The request ->
The listing beneath should be written out in full, exactly as shown.

Provided data ->

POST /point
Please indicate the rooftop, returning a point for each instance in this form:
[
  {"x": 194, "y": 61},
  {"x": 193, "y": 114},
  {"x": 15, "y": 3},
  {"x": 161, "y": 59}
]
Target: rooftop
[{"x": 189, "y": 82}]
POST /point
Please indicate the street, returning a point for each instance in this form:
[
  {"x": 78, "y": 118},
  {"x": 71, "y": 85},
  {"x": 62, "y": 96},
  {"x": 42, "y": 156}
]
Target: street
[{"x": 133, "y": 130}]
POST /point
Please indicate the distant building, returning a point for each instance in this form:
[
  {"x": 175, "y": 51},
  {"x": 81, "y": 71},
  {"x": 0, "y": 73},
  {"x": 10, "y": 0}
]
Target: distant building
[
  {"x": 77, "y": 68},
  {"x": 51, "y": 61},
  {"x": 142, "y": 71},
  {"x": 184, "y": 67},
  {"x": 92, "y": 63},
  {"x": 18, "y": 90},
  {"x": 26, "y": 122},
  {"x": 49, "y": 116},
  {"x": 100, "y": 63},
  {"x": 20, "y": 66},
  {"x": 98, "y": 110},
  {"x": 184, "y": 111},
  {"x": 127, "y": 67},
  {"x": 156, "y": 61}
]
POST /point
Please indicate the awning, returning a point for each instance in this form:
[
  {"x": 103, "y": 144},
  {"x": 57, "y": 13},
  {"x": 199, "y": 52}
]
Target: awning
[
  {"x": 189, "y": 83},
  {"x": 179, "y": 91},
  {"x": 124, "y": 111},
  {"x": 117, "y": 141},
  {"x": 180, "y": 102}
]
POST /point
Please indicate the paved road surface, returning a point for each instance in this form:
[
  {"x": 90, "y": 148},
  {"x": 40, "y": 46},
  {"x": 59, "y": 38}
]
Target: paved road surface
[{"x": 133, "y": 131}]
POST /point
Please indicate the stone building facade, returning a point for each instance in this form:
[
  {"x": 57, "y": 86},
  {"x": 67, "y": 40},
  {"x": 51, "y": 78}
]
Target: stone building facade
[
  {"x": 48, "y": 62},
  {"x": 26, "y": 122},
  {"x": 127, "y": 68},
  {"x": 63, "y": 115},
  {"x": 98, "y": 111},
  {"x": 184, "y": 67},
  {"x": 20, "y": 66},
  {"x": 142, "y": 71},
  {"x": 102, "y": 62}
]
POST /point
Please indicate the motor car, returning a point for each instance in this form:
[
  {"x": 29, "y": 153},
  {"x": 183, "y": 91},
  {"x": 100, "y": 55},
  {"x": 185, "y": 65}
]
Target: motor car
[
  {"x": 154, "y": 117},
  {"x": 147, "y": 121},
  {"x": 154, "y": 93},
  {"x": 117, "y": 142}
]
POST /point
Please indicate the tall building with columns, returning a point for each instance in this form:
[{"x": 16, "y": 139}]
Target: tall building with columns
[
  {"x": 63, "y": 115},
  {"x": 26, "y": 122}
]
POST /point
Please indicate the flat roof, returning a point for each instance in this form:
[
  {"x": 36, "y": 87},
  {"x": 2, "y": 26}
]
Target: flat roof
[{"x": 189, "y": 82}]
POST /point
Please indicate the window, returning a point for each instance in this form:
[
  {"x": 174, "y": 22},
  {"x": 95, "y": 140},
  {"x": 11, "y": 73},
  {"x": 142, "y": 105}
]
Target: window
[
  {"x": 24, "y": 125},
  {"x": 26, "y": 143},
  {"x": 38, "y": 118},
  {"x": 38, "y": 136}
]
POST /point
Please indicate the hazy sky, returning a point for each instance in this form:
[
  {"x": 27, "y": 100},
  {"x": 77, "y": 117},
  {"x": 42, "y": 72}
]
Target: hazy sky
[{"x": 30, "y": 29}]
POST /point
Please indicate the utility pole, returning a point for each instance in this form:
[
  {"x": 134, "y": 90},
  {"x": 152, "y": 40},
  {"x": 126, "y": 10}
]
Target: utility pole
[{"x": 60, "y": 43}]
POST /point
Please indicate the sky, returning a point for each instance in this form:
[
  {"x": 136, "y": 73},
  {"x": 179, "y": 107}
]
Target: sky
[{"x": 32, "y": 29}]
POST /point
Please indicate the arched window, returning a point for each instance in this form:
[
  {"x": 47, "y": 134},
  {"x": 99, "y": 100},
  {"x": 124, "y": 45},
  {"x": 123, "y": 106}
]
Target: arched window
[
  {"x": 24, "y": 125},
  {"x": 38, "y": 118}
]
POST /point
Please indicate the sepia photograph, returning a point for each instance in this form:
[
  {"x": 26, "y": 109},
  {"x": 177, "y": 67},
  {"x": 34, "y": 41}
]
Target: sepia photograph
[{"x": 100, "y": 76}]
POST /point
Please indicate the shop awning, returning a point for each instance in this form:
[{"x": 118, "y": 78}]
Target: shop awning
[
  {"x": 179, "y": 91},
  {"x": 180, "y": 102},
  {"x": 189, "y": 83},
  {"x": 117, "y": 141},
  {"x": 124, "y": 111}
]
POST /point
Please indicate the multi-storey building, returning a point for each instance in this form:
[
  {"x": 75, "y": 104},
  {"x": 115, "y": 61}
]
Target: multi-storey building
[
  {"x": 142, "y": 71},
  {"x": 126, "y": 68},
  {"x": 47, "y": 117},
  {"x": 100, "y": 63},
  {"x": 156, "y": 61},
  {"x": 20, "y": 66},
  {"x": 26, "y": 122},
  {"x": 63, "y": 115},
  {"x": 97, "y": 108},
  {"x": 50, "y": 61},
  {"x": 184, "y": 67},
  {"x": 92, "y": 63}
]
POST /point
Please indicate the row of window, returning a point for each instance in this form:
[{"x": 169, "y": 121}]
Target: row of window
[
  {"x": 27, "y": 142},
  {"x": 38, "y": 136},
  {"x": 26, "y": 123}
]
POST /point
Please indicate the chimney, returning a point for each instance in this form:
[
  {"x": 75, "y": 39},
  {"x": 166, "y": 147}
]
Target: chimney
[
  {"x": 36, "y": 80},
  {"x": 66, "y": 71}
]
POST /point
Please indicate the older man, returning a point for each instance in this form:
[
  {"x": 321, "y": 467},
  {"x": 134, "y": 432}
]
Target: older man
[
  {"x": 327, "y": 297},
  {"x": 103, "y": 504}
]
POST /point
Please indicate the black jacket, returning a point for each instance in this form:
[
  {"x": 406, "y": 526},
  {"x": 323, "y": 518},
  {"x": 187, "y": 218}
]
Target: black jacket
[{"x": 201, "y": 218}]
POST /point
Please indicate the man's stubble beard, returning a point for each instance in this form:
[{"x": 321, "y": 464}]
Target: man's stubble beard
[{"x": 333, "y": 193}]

Answer below ->
POST /point
Please indicate the rooftop, returning a point for each instance in this form:
[
  {"x": 194, "y": 61},
  {"x": 193, "y": 114},
  {"x": 15, "y": 3},
  {"x": 161, "y": 59}
]
Target: rooftop
[{"x": 189, "y": 82}]
POST /point
Please indicate the street, returning a point for each instance in this form:
[
  {"x": 78, "y": 118},
  {"x": 71, "y": 85},
  {"x": 62, "y": 96},
  {"x": 42, "y": 156}
]
Target: street
[{"x": 133, "y": 130}]
POST /point
Please indicate the distant building, returning a point for each instance in this form:
[
  {"x": 175, "y": 51},
  {"x": 81, "y": 71},
  {"x": 0, "y": 73},
  {"x": 10, "y": 0}
]
Target: distant building
[
  {"x": 77, "y": 68},
  {"x": 51, "y": 61},
  {"x": 142, "y": 71},
  {"x": 184, "y": 67},
  {"x": 92, "y": 63},
  {"x": 18, "y": 90},
  {"x": 26, "y": 122},
  {"x": 49, "y": 116},
  {"x": 100, "y": 63},
  {"x": 20, "y": 66},
  {"x": 98, "y": 110},
  {"x": 184, "y": 111},
  {"x": 127, "y": 67},
  {"x": 156, "y": 61}
]
POST /point
Please indicate the awning, returning a point for each instance in this form:
[
  {"x": 103, "y": 144},
  {"x": 57, "y": 13},
  {"x": 199, "y": 52}
]
Target: awning
[
  {"x": 189, "y": 83},
  {"x": 179, "y": 91},
  {"x": 124, "y": 111},
  {"x": 117, "y": 141},
  {"x": 180, "y": 102}
]
POST /point
Please indicate the paved road surface, returning a point for each instance in this form:
[
  {"x": 90, "y": 148},
  {"x": 40, "y": 46},
  {"x": 59, "y": 38}
]
Target: paved road surface
[{"x": 133, "y": 131}]
POST /point
Please indicate the stone building facade, returning a point for each instance in this form:
[
  {"x": 57, "y": 86},
  {"x": 67, "y": 40},
  {"x": 51, "y": 78}
]
Target: stone building facade
[
  {"x": 48, "y": 62},
  {"x": 26, "y": 122},
  {"x": 127, "y": 68},
  {"x": 63, "y": 115},
  {"x": 98, "y": 111},
  {"x": 184, "y": 67},
  {"x": 20, "y": 66},
  {"x": 142, "y": 71},
  {"x": 102, "y": 62}
]
POST /point
Please indicate the motor car, returning a point for each instance in this form:
[
  {"x": 29, "y": 153},
  {"x": 183, "y": 91},
  {"x": 100, "y": 55},
  {"x": 185, "y": 65}
]
Target: motor car
[
  {"x": 154, "y": 117},
  {"x": 147, "y": 121},
  {"x": 154, "y": 93},
  {"x": 117, "y": 142}
]
POST /point
Please indicate the tall building with columns, returning a point for each instance in this form:
[{"x": 16, "y": 139}]
Target: tall building with columns
[
  {"x": 63, "y": 115},
  {"x": 26, "y": 122}
]
POST /point
Please indicate the flat roof, returning a point for each instance in this form:
[
  {"x": 36, "y": 87},
  {"x": 2, "y": 26}
]
Target: flat roof
[{"x": 189, "y": 82}]
POST /point
Please indicate the window, returning a point for each instance in this form:
[
  {"x": 174, "y": 22},
  {"x": 95, "y": 140},
  {"x": 11, "y": 73},
  {"x": 142, "y": 105}
]
Target: window
[
  {"x": 24, "y": 125},
  {"x": 26, "y": 143},
  {"x": 38, "y": 118},
  {"x": 38, "y": 136}
]
POST /point
Please indicate the hazy sky, returning a point for each instance in this form:
[
  {"x": 27, "y": 100},
  {"x": 77, "y": 117},
  {"x": 42, "y": 72}
]
Target: hazy sky
[{"x": 30, "y": 29}]
POST /point
Please indicate the utility pole, returning a point for each instance in this form:
[
  {"x": 134, "y": 90},
  {"x": 152, "y": 40},
  {"x": 126, "y": 10}
]
Target: utility pole
[{"x": 60, "y": 43}]
POST /point
Please indicate the sky, returning a point for each instance in this form:
[
  {"x": 136, "y": 73},
  {"x": 179, "y": 107}
]
Target: sky
[{"x": 32, "y": 29}]
POST /point
Please indicate the arched window, returning a point for each instance in this form:
[
  {"x": 47, "y": 134},
  {"x": 99, "y": 100},
  {"x": 124, "y": 45},
  {"x": 123, "y": 106}
]
Target: arched window
[
  {"x": 24, "y": 125},
  {"x": 38, "y": 118}
]
POST /point
Please indicate the sepia photograph, returning a point for each instance in this form:
[
  {"x": 26, "y": 109},
  {"x": 177, "y": 67},
  {"x": 34, "y": 41}
]
Target: sepia photograph
[{"x": 100, "y": 76}]
POST /point
Please indicate the shop awning, returning a point for each instance in this form:
[{"x": 118, "y": 78}]
Target: shop awning
[
  {"x": 179, "y": 91},
  {"x": 180, "y": 102},
  {"x": 189, "y": 83},
  {"x": 117, "y": 141},
  {"x": 124, "y": 111}
]
POST /point
Please indicate the multi-storey building, returning a point for each instance in this form:
[
  {"x": 75, "y": 104},
  {"x": 115, "y": 61}
]
Target: multi-storey building
[
  {"x": 142, "y": 71},
  {"x": 126, "y": 68},
  {"x": 47, "y": 117},
  {"x": 100, "y": 63},
  {"x": 156, "y": 61},
  {"x": 20, "y": 66},
  {"x": 26, "y": 122},
  {"x": 63, "y": 115},
  {"x": 97, "y": 108},
  {"x": 50, "y": 61},
  {"x": 184, "y": 67},
  {"x": 92, "y": 63}
]
POST /point
Please indicate the row of window, returning a point for each instance in this form:
[{"x": 169, "y": 121}]
Target: row of window
[
  {"x": 27, "y": 142},
  {"x": 38, "y": 136},
  {"x": 26, "y": 123}
]
POST /point
Please indicate the chimney, returning a point for each instance in this form:
[
  {"x": 75, "y": 39},
  {"x": 166, "y": 147}
]
Target: chimney
[
  {"x": 36, "y": 80},
  {"x": 66, "y": 71}
]
POST /point
Please indicate the older man, returning a point for each instance in this form:
[
  {"x": 321, "y": 467},
  {"x": 134, "y": 432}
]
Target: older man
[
  {"x": 327, "y": 297},
  {"x": 103, "y": 504}
]
POST /point
Please indicate the black jacket, returning a point for each instance in this form:
[
  {"x": 406, "y": 526},
  {"x": 323, "y": 518},
  {"x": 187, "y": 218}
]
Target: black jacket
[{"x": 201, "y": 218}]
POST /point
Please indicate the man's stubble beard, returning a point for each instance in this form:
[{"x": 321, "y": 464}]
Target: man's stubble beard
[{"x": 333, "y": 193}]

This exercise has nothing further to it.